──────── Available records ────────
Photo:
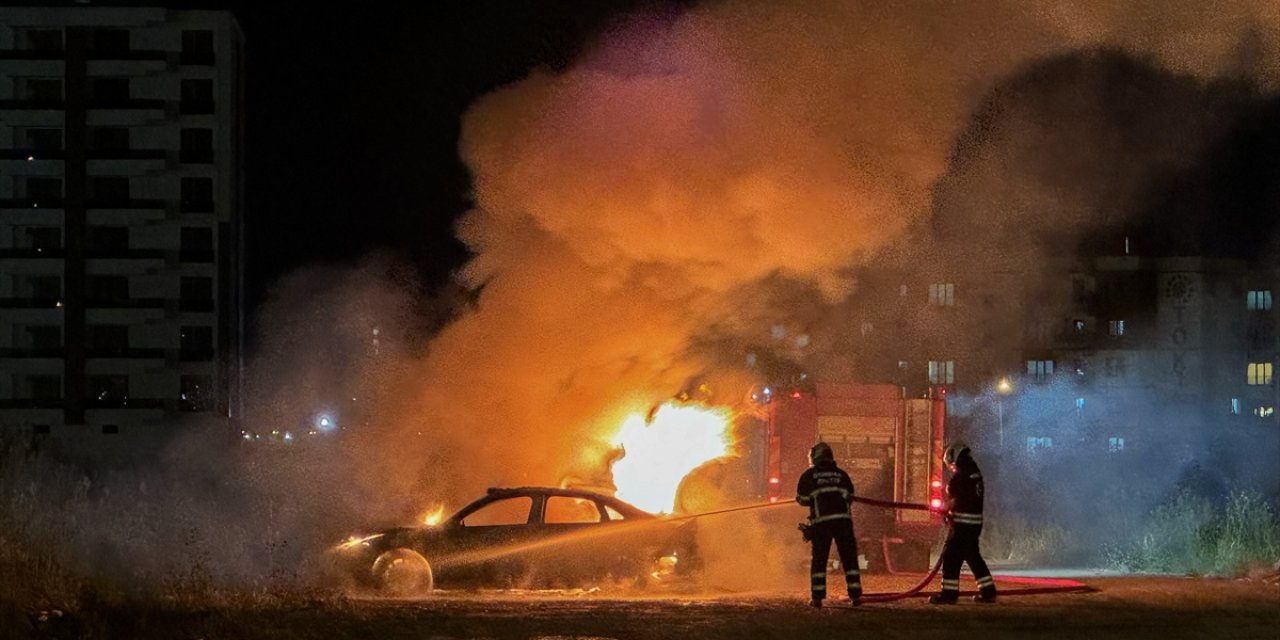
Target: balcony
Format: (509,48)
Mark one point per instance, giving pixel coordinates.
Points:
(31,202)
(32,254)
(31,403)
(30,302)
(32,154)
(124,302)
(123,353)
(32,105)
(124,204)
(32,352)
(32,54)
────────
▸ **Goal**: Rewrite these lines so that "balcony" becomes "window", keeping everything else the same, and leave the pictures out.

▸ **Reply to the task**:
Photo:
Target: window
Format: (509,48)
Mark one point per instance, giving pixel coordinates.
Points:
(31,202)
(32,254)
(31,403)
(30,302)
(32,154)
(124,302)
(123,353)
(32,105)
(124,204)
(32,352)
(32,54)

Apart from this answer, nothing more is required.